* _What you are asked to do_
Which lines of the records below contain the string "clicks"? Report each of them.

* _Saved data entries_
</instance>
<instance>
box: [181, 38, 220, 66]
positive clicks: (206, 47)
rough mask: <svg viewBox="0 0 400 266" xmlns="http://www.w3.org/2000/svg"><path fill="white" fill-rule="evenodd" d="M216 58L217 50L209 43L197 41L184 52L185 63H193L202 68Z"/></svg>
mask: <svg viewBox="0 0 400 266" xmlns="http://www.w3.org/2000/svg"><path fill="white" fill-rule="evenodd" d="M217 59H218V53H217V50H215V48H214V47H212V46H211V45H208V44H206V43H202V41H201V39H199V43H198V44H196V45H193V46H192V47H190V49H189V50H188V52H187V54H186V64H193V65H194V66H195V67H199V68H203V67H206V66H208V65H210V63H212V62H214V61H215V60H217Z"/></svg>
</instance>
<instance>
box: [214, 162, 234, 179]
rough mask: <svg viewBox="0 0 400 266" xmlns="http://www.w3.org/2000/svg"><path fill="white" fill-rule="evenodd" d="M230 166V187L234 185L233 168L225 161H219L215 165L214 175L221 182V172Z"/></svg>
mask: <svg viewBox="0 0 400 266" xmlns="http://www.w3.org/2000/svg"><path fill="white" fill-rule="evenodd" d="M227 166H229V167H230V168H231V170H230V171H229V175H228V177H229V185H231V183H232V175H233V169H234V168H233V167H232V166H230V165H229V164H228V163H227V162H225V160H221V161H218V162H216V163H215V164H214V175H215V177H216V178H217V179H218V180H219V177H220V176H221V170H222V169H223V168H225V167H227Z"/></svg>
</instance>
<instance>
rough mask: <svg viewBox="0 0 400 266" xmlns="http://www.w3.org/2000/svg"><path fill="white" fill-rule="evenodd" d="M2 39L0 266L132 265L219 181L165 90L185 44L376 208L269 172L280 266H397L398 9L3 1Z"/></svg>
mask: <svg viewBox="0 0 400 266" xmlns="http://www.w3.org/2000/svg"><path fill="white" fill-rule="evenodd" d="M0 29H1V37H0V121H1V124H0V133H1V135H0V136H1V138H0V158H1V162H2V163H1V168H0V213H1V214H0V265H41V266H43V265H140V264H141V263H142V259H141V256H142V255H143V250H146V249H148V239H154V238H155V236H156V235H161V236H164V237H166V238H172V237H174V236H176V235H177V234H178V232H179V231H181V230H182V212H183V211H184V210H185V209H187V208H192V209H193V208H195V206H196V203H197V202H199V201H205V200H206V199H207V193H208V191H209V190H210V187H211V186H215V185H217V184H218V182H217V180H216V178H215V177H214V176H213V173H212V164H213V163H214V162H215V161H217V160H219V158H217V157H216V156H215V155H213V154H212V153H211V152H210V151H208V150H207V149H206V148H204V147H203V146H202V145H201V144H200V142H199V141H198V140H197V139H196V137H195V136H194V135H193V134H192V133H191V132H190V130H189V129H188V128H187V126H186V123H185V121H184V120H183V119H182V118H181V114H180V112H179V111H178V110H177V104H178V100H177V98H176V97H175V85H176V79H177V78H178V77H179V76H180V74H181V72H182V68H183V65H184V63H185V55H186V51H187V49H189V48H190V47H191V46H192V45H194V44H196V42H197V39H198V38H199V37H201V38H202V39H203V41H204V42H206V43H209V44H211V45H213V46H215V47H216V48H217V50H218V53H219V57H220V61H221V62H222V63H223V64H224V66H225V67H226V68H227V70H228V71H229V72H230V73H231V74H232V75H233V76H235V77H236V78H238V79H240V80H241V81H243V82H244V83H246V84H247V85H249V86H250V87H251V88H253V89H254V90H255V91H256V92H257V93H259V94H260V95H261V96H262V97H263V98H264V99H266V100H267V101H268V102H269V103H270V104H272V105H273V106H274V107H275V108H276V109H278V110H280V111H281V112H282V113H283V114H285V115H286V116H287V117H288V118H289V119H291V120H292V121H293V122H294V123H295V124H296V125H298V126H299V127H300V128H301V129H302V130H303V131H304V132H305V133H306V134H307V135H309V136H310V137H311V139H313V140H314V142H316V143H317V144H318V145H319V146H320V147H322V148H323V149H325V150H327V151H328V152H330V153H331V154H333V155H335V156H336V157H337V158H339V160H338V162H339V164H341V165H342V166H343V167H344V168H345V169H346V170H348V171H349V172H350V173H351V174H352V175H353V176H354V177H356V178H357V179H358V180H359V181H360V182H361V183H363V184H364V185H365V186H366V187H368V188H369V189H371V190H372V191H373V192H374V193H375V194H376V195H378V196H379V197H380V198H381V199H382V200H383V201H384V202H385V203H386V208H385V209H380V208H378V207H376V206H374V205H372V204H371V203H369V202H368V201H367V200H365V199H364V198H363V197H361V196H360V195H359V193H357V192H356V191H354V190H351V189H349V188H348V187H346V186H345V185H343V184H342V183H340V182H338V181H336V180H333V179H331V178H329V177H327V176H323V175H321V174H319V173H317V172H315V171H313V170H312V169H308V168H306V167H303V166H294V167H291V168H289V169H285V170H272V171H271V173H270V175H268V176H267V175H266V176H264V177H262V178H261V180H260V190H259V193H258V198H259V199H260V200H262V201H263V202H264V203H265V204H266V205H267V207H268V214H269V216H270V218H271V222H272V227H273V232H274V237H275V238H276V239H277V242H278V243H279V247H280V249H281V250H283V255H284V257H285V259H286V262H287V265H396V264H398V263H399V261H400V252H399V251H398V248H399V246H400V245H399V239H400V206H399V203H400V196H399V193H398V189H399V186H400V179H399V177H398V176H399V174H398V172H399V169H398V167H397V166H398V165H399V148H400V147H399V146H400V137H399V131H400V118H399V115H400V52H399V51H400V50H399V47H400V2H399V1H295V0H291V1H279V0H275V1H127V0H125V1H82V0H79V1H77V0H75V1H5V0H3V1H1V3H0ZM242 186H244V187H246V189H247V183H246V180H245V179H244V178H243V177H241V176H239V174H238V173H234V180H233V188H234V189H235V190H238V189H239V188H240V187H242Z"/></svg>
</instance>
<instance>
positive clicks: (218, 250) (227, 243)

* _Problem solution_
positive clicks: (206, 47)
positive clicks: (218, 250) (227, 243)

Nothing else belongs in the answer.